WORK TO DO: Pull out each line of the records containing the word "spectator", matching case exactly.

Named object pointing records
########
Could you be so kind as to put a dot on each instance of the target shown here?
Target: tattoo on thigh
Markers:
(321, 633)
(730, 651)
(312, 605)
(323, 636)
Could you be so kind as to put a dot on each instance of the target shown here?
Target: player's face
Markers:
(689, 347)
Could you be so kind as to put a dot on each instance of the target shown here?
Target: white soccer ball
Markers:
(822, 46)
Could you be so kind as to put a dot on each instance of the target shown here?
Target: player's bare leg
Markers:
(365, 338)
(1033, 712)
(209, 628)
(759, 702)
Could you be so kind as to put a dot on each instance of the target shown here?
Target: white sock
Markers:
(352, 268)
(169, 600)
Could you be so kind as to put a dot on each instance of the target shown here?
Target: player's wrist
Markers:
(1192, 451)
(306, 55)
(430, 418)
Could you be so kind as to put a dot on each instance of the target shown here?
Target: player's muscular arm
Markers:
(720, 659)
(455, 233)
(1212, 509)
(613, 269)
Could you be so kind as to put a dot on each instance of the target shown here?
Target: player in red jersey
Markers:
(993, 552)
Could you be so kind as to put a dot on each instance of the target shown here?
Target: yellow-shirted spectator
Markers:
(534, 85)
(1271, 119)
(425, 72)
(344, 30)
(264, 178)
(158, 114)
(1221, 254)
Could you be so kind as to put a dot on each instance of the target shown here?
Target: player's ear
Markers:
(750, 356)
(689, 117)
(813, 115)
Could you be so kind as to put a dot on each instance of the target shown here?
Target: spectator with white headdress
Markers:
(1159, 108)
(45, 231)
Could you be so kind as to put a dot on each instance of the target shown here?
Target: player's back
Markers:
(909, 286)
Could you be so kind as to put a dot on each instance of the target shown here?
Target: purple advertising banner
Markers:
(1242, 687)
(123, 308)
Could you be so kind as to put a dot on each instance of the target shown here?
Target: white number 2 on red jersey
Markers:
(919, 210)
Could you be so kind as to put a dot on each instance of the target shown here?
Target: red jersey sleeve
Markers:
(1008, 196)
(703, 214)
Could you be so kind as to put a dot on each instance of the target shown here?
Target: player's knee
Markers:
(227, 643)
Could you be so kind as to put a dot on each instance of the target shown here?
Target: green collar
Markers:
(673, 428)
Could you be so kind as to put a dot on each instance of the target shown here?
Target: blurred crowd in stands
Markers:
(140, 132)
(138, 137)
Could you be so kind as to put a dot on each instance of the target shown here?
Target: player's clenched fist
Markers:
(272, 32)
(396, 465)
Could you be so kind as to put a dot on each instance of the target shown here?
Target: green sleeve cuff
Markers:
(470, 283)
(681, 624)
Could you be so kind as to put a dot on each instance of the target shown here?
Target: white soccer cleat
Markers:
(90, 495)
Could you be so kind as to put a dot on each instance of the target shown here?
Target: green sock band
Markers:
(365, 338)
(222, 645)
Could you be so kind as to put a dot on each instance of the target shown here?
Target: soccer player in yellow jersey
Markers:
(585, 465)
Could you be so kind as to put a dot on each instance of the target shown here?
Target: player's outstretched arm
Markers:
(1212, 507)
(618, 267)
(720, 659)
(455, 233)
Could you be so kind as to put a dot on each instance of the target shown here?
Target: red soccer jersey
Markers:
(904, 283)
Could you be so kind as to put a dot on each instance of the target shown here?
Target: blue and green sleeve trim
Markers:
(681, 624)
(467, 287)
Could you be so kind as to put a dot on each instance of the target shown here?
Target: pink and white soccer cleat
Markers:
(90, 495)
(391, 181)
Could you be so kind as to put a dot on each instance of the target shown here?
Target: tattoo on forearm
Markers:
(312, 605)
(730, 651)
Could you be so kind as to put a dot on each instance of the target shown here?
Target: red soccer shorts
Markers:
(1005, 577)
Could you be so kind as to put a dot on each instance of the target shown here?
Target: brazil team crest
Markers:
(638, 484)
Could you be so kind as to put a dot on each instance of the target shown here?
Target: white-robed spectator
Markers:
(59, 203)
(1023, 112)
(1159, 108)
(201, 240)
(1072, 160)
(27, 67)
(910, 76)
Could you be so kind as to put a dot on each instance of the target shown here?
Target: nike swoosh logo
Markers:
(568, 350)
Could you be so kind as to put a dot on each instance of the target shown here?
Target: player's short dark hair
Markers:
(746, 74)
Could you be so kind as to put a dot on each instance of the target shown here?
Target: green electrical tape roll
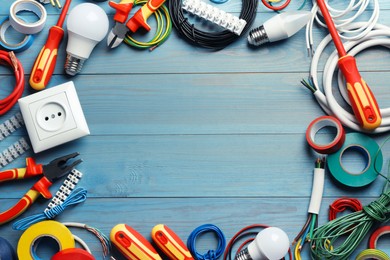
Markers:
(372, 153)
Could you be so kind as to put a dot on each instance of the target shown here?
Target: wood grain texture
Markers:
(186, 136)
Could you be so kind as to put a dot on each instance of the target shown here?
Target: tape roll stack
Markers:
(52, 229)
(7, 252)
(371, 151)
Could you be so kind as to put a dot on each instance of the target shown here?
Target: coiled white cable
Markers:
(378, 36)
(342, 18)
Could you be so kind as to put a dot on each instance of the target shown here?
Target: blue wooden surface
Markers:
(185, 136)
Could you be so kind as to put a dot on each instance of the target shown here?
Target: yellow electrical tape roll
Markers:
(49, 228)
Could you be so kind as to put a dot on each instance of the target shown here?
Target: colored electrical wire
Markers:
(210, 254)
(164, 28)
(341, 204)
(347, 232)
(275, 8)
(206, 39)
(77, 196)
(379, 36)
(249, 231)
(103, 239)
(9, 58)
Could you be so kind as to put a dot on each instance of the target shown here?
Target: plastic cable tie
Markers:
(215, 15)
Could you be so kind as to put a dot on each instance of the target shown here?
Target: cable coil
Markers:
(210, 40)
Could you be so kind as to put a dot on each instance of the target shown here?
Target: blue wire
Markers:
(77, 196)
(211, 254)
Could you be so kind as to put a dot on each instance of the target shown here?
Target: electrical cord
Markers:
(164, 28)
(341, 204)
(210, 40)
(379, 36)
(9, 58)
(210, 254)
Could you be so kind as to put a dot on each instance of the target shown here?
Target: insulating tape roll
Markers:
(16, 47)
(376, 234)
(7, 252)
(23, 26)
(49, 228)
(369, 148)
(320, 123)
(372, 254)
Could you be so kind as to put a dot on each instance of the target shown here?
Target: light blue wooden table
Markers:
(185, 136)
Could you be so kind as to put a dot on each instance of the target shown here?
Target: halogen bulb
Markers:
(279, 27)
(87, 25)
(270, 244)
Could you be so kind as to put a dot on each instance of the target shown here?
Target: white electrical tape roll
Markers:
(30, 6)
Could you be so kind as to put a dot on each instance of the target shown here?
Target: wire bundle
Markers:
(338, 238)
(9, 58)
(164, 28)
(210, 40)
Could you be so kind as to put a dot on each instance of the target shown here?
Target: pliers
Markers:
(120, 29)
(51, 172)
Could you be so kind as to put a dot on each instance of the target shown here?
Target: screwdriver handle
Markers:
(363, 102)
(46, 61)
(170, 243)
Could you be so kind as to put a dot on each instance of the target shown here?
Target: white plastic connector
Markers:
(215, 15)
(53, 116)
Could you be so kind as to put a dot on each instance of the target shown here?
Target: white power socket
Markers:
(53, 116)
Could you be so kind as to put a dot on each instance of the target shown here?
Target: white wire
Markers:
(379, 36)
(343, 18)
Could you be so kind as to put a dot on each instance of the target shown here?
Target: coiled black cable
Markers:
(210, 40)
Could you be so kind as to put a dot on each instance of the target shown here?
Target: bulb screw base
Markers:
(243, 255)
(73, 65)
(258, 36)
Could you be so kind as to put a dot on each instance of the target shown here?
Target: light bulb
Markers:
(87, 25)
(270, 244)
(279, 27)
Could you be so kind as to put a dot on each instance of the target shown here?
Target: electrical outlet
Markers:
(53, 116)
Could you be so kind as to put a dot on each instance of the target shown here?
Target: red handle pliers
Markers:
(51, 172)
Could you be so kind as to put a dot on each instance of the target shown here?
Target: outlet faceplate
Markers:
(53, 116)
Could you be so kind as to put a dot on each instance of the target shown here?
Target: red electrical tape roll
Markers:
(319, 123)
(376, 234)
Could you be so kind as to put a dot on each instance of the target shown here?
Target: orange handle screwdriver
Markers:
(362, 99)
(46, 61)
(170, 243)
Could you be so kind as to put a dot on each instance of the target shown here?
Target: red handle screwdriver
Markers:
(362, 99)
(46, 61)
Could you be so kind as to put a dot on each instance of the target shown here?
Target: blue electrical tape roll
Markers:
(16, 47)
(372, 153)
(7, 252)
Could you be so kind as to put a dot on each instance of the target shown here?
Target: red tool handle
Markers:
(140, 17)
(363, 102)
(170, 243)
(46, 61)
(122, 9)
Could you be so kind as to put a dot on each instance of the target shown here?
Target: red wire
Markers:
(342, 204)
(276, 8)
(332, 28)
(9, 58)
(64, 11)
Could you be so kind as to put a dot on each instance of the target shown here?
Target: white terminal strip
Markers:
(215, 15)
(19, 147)
(31, 6)
(66, 189)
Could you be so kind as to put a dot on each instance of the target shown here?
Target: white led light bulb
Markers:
(270, 244)
(279, 27)
(87, 25)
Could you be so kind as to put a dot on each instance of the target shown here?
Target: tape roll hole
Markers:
(355, 160)
(45, 247)
(324, 134)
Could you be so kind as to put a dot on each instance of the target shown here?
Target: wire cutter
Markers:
(120, 29)
(51, 172)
########
TASK RESULT:
Target: yellow-shirted spectator
Target: spectator with white headdress
Target: white-robed spectator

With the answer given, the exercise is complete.